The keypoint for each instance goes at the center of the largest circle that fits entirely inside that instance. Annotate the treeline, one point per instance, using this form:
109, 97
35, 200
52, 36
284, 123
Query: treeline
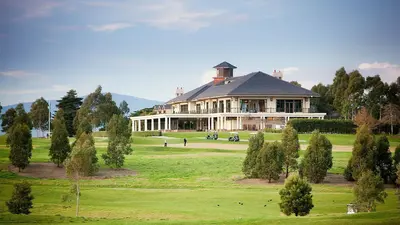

..............................

EXERCISE DIRECTIONS: Reproduce the listing above verbatim, leaving out the picture.

SOLUTION TO THE PROBLEM:
The keypoint for each instance goes at the center of the largest circle that fits entirely inside that instance. Annotate the treeline, one point per instance, using this form:
109, 97
35, 200
52, 36
284, 123
Query: treeline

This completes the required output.